▶ Assignment
Extract only the lines from the start of the entries below to the line with "List the outline of every instance of the leaf.", inclusive; omit every picture.
----- Extracted material -----
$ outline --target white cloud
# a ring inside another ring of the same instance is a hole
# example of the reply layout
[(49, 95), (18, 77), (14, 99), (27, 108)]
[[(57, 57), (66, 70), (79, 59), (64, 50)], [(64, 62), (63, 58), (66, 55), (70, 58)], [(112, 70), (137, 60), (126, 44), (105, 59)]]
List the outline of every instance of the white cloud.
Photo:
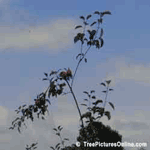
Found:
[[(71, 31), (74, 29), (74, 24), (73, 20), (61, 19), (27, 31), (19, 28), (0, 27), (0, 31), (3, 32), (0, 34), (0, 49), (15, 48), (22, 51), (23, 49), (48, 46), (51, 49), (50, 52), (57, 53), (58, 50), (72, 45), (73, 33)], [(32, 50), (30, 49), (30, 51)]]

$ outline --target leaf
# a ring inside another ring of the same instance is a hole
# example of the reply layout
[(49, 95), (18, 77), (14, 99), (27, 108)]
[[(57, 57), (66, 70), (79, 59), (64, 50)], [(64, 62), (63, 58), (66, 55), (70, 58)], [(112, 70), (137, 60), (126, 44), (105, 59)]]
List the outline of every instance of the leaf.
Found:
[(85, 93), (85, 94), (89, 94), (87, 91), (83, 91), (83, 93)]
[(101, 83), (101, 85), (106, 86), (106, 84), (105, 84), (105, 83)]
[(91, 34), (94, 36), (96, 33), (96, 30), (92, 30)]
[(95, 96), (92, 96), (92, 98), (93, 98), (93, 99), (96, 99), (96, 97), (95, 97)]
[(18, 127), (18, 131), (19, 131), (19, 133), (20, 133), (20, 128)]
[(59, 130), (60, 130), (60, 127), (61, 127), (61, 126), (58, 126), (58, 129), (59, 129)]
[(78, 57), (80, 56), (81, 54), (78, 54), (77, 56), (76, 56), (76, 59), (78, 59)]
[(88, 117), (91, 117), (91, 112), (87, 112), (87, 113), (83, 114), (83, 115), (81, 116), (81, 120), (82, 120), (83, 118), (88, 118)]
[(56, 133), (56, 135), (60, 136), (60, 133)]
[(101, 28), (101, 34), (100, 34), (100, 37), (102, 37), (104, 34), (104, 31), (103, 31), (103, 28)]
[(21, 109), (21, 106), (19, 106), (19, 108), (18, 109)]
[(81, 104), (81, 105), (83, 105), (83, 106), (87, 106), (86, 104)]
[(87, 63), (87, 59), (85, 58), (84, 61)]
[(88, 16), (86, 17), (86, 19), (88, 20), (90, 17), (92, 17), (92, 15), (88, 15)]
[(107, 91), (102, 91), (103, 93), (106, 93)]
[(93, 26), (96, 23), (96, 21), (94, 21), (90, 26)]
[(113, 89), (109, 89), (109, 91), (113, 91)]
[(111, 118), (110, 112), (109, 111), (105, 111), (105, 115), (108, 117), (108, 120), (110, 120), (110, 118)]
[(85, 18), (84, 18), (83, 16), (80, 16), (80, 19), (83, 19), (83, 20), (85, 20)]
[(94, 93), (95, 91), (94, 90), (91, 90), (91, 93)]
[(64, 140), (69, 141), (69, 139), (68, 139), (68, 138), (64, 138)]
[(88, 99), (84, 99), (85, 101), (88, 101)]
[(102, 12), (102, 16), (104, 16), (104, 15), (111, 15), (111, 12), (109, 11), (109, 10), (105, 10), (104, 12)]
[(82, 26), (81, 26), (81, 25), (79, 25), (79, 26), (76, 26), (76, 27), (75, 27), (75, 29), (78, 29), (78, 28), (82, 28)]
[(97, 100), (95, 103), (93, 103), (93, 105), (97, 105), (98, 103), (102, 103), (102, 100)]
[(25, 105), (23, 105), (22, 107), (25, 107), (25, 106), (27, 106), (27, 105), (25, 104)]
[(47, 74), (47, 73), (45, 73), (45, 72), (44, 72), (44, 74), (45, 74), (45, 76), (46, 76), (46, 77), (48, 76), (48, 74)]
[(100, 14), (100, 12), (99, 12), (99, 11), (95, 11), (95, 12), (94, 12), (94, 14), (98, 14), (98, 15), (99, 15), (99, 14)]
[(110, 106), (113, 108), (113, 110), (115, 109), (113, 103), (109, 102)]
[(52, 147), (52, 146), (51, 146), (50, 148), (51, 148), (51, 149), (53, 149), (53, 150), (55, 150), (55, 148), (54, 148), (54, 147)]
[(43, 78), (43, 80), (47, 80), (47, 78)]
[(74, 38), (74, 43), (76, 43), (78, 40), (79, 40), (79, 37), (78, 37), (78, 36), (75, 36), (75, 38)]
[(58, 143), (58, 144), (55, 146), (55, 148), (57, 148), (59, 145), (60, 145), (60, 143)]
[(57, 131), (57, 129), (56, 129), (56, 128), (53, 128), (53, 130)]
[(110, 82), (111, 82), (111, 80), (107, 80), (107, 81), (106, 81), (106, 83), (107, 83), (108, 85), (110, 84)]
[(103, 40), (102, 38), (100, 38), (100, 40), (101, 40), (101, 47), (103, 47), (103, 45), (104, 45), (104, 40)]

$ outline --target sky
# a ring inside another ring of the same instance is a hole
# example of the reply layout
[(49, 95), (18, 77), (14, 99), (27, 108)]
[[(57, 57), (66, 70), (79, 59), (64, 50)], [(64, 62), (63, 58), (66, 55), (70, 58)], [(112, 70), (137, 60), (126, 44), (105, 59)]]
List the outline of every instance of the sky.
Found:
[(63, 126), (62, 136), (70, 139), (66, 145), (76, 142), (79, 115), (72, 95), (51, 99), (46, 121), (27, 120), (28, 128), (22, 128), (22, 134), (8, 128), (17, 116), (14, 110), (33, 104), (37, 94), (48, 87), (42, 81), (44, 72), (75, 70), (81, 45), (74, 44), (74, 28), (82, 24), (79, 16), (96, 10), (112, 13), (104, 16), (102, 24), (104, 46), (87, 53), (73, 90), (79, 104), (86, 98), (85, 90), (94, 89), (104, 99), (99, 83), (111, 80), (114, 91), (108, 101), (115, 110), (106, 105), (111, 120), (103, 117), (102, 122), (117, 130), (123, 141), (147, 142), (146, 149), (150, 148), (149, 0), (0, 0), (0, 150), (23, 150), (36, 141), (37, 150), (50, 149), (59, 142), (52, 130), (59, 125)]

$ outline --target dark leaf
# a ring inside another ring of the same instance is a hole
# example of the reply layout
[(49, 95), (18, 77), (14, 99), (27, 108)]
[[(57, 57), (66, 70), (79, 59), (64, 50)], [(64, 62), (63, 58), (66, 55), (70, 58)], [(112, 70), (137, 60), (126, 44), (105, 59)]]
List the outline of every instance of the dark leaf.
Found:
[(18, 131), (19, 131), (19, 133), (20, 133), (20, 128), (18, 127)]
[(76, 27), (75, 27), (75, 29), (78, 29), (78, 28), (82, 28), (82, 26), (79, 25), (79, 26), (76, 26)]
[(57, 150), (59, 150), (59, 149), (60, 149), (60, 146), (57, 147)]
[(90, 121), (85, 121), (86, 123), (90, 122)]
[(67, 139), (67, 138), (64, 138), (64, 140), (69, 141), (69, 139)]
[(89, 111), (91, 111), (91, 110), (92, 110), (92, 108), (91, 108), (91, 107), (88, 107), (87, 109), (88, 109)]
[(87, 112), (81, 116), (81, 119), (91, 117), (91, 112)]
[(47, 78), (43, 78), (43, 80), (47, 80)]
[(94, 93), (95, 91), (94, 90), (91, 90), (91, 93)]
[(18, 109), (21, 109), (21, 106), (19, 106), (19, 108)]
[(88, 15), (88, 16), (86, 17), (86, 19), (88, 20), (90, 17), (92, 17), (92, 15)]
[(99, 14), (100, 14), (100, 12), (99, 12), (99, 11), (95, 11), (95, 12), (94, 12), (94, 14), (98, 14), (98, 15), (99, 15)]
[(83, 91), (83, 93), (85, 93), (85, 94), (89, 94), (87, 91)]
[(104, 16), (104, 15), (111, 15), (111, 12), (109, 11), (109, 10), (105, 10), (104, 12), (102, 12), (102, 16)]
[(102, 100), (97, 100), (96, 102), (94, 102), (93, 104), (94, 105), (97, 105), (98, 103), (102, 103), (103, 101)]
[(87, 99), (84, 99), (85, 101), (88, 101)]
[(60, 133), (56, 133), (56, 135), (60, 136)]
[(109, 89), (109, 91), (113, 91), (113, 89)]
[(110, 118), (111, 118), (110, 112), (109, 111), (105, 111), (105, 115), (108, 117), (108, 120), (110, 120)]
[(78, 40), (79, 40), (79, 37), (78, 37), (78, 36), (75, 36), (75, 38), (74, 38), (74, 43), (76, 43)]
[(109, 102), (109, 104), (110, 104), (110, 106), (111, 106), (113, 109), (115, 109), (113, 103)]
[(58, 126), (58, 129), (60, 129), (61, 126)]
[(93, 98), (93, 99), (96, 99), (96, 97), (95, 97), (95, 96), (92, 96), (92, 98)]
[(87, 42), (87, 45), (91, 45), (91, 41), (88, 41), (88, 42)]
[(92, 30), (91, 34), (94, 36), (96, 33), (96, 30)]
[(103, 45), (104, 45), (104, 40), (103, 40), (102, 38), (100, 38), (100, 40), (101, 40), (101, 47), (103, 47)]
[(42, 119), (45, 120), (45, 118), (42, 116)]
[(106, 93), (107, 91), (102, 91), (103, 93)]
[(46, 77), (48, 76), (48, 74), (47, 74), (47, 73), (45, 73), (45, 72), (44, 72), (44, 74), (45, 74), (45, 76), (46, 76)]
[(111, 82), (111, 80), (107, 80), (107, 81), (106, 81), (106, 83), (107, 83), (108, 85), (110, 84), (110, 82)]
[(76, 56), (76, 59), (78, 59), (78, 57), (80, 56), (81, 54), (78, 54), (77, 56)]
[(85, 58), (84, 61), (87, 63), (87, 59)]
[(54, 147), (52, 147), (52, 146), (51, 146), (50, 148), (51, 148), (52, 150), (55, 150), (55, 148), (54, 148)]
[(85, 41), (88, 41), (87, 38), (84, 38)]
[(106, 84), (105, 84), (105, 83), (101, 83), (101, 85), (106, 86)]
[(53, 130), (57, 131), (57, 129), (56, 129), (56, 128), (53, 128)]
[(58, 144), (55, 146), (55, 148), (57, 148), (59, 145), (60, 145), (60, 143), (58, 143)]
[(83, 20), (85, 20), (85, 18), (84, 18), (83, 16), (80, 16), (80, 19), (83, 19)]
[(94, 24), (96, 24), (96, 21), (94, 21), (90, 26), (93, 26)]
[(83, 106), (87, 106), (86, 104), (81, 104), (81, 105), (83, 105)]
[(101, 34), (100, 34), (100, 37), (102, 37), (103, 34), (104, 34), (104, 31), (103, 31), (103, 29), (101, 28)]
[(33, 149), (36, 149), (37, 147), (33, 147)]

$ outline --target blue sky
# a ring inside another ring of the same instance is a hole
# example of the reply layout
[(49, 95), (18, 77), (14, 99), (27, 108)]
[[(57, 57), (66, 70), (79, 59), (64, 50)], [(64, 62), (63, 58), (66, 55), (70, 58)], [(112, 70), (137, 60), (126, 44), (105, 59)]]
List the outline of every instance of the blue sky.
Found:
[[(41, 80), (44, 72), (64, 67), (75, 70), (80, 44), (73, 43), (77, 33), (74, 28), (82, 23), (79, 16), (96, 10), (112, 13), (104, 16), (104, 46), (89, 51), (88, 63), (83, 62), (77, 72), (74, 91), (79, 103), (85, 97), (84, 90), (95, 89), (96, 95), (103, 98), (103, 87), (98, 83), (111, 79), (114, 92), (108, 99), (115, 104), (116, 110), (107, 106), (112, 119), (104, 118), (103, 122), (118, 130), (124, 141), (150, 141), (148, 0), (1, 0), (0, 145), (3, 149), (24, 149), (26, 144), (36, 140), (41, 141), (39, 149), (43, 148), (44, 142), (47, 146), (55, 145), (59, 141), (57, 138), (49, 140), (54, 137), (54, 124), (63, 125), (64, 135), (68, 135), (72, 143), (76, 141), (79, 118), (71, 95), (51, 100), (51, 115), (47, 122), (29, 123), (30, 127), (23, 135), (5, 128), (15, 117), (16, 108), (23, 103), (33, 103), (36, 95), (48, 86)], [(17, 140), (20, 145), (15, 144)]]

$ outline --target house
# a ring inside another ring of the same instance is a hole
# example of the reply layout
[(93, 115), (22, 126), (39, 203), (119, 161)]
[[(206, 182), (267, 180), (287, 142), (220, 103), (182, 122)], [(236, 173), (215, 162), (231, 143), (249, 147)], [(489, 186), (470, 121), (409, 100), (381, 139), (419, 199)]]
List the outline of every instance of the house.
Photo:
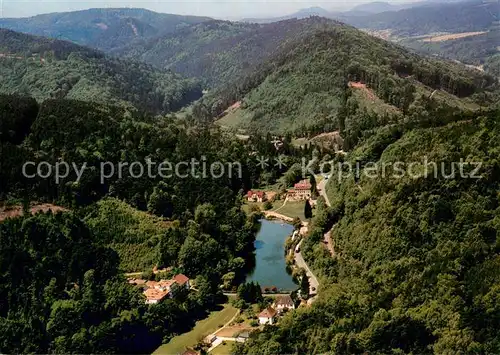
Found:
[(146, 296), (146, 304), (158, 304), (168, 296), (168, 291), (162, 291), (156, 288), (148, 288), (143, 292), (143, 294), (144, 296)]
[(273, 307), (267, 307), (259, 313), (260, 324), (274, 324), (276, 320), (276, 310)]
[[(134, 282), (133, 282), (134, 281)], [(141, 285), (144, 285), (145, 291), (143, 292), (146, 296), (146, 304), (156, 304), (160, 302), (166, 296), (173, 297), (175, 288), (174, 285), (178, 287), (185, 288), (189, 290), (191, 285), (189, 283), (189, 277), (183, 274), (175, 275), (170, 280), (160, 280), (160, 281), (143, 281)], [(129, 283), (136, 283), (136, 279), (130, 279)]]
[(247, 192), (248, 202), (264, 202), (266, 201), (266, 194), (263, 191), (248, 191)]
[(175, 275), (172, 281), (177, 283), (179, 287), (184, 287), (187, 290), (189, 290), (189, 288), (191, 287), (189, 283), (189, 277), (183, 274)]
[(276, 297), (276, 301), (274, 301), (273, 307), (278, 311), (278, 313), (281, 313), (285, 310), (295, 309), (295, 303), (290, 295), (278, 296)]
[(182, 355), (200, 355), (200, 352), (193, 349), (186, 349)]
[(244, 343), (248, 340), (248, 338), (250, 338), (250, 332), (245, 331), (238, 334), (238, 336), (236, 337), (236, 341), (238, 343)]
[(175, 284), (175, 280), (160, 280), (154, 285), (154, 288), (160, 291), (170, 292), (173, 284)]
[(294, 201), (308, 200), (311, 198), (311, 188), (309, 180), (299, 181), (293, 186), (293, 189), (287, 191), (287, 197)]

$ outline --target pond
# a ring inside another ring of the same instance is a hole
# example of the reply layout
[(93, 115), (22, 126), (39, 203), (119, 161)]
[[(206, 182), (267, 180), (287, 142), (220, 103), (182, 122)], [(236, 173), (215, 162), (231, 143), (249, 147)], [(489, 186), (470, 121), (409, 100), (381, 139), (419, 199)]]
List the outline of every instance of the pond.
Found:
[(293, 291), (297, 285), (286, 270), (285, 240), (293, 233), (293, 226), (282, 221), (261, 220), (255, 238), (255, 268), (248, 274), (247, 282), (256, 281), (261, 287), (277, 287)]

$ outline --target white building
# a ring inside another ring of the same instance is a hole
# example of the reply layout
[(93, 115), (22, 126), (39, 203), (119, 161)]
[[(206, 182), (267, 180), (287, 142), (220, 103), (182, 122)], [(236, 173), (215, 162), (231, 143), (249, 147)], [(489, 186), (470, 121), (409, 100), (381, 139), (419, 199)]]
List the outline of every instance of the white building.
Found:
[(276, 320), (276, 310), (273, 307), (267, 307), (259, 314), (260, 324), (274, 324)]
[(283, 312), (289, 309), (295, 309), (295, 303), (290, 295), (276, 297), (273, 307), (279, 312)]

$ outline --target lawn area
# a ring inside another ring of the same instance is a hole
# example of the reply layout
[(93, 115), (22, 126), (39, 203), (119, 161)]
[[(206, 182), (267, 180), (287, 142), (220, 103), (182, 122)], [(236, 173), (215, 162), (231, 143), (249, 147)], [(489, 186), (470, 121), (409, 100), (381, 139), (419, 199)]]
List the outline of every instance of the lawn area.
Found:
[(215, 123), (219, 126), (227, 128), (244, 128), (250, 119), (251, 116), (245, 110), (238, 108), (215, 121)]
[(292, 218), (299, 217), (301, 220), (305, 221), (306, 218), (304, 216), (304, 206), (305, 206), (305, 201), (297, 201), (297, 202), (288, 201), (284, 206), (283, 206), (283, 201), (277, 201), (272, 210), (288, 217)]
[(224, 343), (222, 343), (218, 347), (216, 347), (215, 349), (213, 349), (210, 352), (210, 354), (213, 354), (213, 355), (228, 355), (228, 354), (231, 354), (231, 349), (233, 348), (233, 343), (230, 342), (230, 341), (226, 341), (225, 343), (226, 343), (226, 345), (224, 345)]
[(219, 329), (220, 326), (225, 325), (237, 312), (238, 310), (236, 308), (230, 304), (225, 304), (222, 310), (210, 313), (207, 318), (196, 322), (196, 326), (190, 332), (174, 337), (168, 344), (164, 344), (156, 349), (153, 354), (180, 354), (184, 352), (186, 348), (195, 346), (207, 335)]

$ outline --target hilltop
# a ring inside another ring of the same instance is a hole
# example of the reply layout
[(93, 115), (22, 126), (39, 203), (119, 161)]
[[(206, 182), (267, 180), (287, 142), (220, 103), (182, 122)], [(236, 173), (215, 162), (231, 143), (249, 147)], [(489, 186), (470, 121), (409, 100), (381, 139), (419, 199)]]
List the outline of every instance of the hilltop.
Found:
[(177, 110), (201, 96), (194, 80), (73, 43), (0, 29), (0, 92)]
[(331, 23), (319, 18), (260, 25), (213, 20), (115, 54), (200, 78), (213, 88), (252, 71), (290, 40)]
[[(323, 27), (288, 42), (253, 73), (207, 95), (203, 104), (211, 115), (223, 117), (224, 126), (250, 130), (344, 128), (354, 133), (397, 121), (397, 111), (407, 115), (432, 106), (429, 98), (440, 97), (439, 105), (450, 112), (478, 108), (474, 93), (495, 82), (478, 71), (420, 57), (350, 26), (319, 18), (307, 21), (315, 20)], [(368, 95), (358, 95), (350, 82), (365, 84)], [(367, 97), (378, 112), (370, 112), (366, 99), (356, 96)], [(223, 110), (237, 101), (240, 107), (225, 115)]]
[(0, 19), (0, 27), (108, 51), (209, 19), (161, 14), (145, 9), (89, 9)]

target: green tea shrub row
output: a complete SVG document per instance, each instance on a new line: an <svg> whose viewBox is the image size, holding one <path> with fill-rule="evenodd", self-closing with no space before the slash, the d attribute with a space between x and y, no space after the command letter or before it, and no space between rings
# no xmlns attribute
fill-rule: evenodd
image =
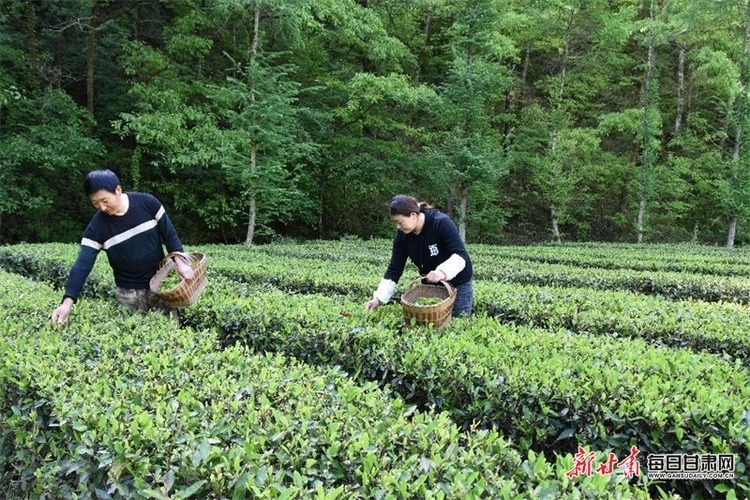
-----
▶ Reply
$ outline --target white cloud
# a ring inside another ring of the same instance is a hole
# example of the reply layout
[(49, 95), (18, 77), (14, 99), (27, 108)]
[[(57, 57), (66, 70), (79, 59), (64, 50)], [(64, 62), (63, 58), (66, 55), (70, 58)], [(112, 70), (137, 60), (126, 44), (105, 59)]]
List the outline of every instance of the white cloud.
Photo:
Found:
[[(71, 31), (74, 29), (74, 24), (73, 20), (61, 19), (27, 31), (19, 28), (0, 27), (0, 31), (3, 32), (0, 34), (0, 49), (15, 48), (22, 51), (23, 49), (48, 46), (51, 49), (50, 52), (57, 53), (58, 50), (72, 45), (73, 33)], [(32, 50), (30, 49), (30, 51)]]

$ outline --target leaf
# a ring inside another ring of the same instance is a hole
# example of the reply layout
[(49, 95), (18, 77), (14, 99), (27, 108)]
[[(57, 57), (66, 70), (79, 59), (64, 50)], [(64, 62), (63, 58), (66, 55), (70, 58)], [(112, 70), (137, 60), (126, 44), (105, 59)]]
List the outline of every instance of the leaf.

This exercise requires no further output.